_DIRECTIONS FOR THIS TASK_: Below is a listing from which only part is wanted; return exactly the lines from the one with "Target: grey patterned cushion" up to and including the one with "Where can the grey upholstery".

↓

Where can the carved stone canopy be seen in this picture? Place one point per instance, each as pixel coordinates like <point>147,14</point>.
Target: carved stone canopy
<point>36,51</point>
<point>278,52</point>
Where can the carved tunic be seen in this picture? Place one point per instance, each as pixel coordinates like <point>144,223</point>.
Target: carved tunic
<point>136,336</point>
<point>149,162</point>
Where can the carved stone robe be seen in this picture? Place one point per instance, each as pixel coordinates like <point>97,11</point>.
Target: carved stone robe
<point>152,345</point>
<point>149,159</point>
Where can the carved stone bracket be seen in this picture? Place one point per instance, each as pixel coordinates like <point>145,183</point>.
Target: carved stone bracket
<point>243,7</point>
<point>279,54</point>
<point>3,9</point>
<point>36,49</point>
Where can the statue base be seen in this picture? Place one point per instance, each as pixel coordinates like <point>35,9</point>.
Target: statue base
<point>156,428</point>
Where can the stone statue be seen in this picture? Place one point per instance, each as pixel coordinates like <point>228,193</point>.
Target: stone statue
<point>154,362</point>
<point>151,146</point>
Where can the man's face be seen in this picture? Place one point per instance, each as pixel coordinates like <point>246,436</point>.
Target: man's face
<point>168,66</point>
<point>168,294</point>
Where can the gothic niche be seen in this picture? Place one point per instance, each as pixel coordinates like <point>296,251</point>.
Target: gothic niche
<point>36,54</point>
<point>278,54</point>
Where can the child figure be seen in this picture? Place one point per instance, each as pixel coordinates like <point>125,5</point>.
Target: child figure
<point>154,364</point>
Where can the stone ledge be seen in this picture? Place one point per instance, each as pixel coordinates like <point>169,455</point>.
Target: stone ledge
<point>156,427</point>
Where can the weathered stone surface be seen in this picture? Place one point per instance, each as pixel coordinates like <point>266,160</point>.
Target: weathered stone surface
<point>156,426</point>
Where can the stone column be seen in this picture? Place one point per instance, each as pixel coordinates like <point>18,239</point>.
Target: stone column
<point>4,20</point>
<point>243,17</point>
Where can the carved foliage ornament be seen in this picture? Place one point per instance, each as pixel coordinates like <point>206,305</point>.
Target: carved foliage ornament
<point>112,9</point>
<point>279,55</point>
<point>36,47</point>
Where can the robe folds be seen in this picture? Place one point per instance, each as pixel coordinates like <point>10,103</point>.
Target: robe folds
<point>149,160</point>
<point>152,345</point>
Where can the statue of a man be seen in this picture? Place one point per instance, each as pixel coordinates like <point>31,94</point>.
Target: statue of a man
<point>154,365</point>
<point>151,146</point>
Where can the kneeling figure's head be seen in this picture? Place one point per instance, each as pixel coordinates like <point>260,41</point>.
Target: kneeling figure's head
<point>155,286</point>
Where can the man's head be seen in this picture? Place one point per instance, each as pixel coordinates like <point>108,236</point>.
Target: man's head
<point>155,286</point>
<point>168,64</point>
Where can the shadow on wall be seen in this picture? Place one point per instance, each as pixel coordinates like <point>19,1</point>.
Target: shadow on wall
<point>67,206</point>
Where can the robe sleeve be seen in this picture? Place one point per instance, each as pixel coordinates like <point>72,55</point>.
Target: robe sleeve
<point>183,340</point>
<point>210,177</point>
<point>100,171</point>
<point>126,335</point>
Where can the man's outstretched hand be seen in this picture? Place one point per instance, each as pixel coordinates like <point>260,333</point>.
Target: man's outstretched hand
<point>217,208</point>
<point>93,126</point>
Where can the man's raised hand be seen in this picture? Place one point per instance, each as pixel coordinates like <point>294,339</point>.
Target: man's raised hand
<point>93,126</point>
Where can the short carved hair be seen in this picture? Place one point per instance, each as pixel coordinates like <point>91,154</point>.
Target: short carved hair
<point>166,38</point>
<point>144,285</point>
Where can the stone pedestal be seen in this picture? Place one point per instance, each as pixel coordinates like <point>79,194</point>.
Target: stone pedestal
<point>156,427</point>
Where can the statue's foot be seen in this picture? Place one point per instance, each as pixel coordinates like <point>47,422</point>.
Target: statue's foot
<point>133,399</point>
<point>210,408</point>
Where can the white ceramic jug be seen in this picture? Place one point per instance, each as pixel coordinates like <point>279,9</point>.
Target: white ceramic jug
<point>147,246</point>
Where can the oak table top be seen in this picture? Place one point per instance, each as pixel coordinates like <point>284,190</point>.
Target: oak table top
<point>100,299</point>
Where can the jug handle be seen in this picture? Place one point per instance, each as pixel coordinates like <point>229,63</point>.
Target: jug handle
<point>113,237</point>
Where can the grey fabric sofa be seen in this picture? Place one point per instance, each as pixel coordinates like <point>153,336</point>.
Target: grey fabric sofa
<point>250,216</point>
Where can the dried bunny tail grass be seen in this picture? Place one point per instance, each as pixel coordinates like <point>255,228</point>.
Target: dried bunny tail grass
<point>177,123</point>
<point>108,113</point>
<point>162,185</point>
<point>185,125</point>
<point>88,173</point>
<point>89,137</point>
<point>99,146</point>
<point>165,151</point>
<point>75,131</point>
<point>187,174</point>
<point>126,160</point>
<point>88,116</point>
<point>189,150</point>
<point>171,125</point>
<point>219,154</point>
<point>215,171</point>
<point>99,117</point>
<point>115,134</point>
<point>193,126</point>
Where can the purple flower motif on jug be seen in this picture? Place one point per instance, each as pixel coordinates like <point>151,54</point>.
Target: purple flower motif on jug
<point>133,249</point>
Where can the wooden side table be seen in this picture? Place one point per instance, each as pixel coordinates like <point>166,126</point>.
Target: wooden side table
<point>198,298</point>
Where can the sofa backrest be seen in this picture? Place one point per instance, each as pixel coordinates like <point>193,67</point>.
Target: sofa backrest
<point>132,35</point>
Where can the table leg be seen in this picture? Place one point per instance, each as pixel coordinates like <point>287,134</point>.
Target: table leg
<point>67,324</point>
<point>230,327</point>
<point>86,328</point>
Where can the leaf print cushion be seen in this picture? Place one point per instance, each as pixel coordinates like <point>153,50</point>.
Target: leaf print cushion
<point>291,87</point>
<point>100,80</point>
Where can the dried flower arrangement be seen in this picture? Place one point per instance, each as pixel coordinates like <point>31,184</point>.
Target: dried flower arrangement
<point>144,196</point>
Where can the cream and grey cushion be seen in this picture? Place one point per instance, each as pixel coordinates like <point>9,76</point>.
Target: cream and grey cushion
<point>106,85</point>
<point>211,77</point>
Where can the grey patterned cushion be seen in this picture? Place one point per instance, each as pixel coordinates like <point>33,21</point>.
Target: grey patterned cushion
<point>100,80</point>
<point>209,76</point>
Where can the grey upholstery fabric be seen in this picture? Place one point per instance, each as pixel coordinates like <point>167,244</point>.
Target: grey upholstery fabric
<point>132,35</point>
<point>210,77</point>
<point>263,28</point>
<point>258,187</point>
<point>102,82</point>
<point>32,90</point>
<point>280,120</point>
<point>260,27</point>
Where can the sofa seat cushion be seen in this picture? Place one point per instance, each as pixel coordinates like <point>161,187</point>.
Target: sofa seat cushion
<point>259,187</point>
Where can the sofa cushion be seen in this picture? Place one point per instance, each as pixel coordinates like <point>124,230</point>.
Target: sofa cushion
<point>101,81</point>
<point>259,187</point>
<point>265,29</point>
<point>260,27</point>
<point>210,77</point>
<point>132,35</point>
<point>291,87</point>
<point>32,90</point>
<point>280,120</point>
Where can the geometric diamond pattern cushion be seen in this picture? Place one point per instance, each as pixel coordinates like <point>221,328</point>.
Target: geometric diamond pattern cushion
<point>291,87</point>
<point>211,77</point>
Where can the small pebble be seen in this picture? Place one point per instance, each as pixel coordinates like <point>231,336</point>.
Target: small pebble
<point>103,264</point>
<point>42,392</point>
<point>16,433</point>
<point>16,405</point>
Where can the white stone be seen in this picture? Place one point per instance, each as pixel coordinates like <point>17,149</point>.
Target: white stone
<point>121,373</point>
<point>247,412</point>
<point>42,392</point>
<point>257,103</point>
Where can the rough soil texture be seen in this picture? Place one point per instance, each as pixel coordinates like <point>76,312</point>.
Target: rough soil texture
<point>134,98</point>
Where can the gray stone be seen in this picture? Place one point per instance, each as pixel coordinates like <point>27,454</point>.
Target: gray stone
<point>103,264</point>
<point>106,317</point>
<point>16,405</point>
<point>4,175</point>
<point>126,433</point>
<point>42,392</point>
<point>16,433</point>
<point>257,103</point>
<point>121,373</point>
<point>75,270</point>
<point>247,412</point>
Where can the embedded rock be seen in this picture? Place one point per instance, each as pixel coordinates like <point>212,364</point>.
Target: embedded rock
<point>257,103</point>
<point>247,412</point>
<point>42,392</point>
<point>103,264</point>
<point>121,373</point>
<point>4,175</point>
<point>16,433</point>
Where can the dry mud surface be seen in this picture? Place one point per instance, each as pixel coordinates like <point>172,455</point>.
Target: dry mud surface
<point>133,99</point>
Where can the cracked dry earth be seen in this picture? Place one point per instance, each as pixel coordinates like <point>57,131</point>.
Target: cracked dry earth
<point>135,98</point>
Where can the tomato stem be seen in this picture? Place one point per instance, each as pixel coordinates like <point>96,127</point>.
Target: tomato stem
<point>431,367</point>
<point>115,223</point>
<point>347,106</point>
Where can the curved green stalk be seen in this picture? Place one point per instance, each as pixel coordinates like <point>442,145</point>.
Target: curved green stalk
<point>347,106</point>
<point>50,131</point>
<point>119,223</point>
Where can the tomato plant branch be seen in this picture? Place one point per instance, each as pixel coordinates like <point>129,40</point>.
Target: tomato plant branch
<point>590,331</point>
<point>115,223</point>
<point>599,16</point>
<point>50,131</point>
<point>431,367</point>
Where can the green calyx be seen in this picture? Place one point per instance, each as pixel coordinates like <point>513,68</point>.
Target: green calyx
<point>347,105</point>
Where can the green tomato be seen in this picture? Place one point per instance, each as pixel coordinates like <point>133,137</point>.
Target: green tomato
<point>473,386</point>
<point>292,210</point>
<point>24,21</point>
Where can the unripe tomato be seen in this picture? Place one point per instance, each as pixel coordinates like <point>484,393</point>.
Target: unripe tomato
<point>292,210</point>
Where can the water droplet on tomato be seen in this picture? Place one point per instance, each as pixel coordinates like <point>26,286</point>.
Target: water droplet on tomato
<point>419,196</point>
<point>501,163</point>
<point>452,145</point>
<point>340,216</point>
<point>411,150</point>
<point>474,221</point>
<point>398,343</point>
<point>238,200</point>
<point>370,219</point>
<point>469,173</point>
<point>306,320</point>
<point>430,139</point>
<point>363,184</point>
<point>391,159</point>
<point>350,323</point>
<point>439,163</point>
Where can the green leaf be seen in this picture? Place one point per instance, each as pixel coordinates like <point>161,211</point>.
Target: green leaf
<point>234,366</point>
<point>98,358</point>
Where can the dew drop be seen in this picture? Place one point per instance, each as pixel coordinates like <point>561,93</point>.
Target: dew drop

↑

_RESULT OF THE EXERCISE_:
Target: grey patterned cushion
<point>100,80</point>
<point>209,76</point>
Where can the grey upholstery fabric be seen in this picture? Place one point per instance, each as pixel coordinates like <point>167,244</point>.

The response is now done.